= Exercise directions =
Would you output the whole listing below, exactly as it reads?

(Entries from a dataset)
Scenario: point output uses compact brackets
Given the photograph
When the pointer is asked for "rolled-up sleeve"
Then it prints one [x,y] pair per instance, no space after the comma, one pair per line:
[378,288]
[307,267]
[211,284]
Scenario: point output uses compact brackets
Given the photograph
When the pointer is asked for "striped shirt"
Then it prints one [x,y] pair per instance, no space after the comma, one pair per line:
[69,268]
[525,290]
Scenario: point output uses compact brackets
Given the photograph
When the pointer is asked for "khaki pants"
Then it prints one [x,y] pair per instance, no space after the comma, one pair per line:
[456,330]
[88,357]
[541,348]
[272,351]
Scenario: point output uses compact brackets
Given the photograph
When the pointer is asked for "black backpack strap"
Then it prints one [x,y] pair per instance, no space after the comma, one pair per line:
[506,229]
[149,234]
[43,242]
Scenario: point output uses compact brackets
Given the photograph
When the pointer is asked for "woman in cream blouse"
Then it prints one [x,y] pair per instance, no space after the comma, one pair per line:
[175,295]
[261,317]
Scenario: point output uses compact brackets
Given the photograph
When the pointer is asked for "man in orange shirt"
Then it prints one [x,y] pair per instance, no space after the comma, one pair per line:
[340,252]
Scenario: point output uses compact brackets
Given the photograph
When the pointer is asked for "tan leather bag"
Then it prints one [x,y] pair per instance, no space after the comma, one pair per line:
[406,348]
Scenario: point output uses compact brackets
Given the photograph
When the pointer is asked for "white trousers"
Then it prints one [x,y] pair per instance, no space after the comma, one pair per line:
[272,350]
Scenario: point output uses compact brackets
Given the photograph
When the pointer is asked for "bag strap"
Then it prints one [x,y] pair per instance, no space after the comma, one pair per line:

= The reply =
Scenario: point output uses compact brackets
Given the photograph
When the pointer is asked for "rolled-up sleeve"
Then it prints one [x,y] pair per instance, no space after the comma, one pair per line:
[378,288]
[307,267]
[211,284]
Scenario: point output uses compact brackets
Given the photograph
When the pointer is asked for "striped shirt"
Then it prints one [x,y] pair per instance, no space after the comma, one pair per line:
[69,268]
[525,290]
Scenario: point output uses compact brackets
Given the photograph
When the pointer is asked for "khaki pants"
Then it prints one [x,y] pair per instance, no space after the comma, one pair per line:
[456,330]
[88,357]
[541,348]
[272,351]
Scenario: point output uses compact brackets
Given the photograph
When the pointer is asked for "black backpack strap"
Then it prints one [x,y] pair per instance, no space after the comma, one pair per line:
[506,229]
[149,234]
[43,242]
Scenario: point output uses compact brackets
Given the photograph
When the pointer is asked for "woman in cream blouse"
Then it prints one [x,y] pair per instance, no space after the comma, one pair per line:
[175,295]
[261,317]
Scenario: point output uses compact brackets
Given the photograph
When the pointer is asked for "man in orange shirt"
Then it prints one [x,y] pair per instance, no space after the comma, one pair per line:
[340,252]
Scenario: point output uses compact brackets
Given the photograph
When the pointer is asked for "tan leather bag"
Then it prints one [x,y] pair per instance, no space after the comma, one pair per line:
[406,348]
Scenario: point output uses compact brackets
Given the photograph
When the pointer is asked for "white trousers"
Then it prints one [x,y] pair per instance, no space after the comma, one pair per line:
[272,350]
Scenario: point output uses compact brackets
Given the photograph
When the pointer is asked for "bag strap"
Then it prints one [x,y] pair per instance, no space after the comma, one pair per line:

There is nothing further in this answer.